INSTRUCTIONS TO FOLLOW
At the line with "Check that one keypoint sits on every instance of the sky;", start transcribing; stop after the last line of the data below. Keep it exact and leave pictures out.

EXERCISE INPUT

------------------------------------------------------------------------

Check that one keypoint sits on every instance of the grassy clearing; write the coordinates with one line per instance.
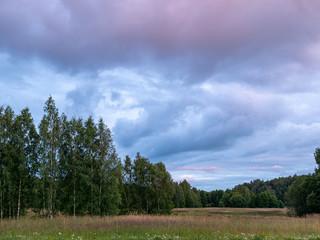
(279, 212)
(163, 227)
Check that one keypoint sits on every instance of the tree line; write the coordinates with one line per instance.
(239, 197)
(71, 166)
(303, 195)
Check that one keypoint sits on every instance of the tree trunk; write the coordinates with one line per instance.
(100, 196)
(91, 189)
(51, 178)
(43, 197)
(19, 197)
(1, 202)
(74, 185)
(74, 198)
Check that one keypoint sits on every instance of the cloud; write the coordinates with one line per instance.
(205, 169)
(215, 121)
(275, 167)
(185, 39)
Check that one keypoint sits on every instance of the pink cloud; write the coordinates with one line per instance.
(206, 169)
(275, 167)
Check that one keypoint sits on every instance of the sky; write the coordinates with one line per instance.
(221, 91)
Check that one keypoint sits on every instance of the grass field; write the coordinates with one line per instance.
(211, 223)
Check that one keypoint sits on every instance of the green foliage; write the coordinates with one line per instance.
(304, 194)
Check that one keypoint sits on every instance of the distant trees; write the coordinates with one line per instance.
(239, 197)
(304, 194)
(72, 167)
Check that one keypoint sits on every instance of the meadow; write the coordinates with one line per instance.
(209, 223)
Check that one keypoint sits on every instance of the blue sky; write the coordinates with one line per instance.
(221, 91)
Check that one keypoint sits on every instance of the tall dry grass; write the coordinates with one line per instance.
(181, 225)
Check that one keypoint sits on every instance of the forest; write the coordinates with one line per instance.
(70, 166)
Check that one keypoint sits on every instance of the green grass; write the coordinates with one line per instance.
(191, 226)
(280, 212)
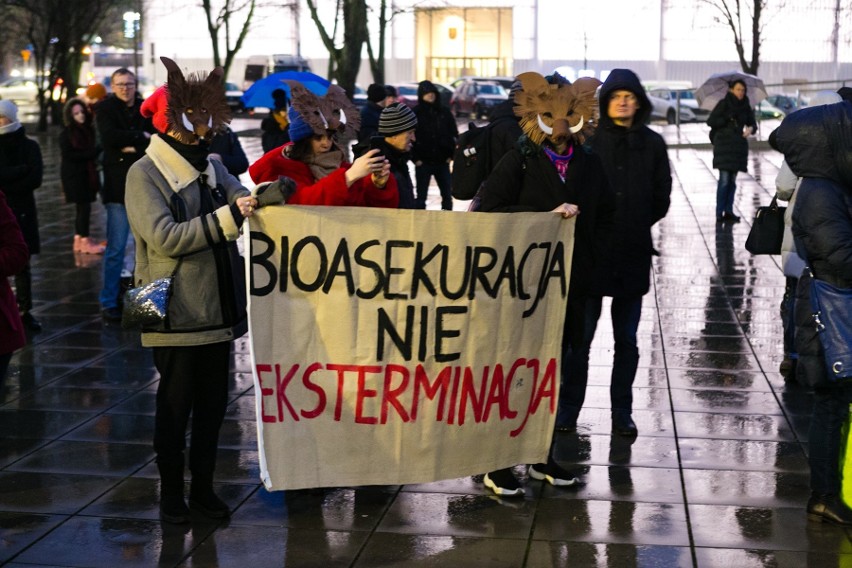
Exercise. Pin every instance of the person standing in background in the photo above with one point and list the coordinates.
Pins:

------------------------------------------------------------------------

TASK RESPONSE
Check that one keypoint sits on every instance of the sky; write the coordinates with one line per instance.
(221, 91)
Check that one keypoint sits on every instance of the grass field; write the coordinates with one line per instance.
(211, 223)
Check that one keypoint sits on every instance of the green foliage; write the coordinates with one line per instance.
(304, 194)
Check that one keypoint sits on every instance of the distant trees; write the coordinates with one line per instance.
(239, 197)
(304, 194)
(72, 167)
Check that one keypoint sits on every instance of the meadow; write the coordinates with one line per instance.
(209, 223)
Check that one keypoint sits on every instance of the blue sky; write the coordinates with one line per instance.
(221, 91)
Check that one keypoint sits on every instance of the tall dry grass; write the coordinates with one line per instance.
(181, 225)
Check that one keypoint sits on every instance of the forest; write the coordinates with one line per instance.
(70, 166)
Check that one keypoint sits on every instance of the green grass; write the coordinates with one line per instance.
(191, 226)
(280, 212)
Exercise. Pin every instance of the person standing in background in the photo above with one point and list the coordinates.
Pins:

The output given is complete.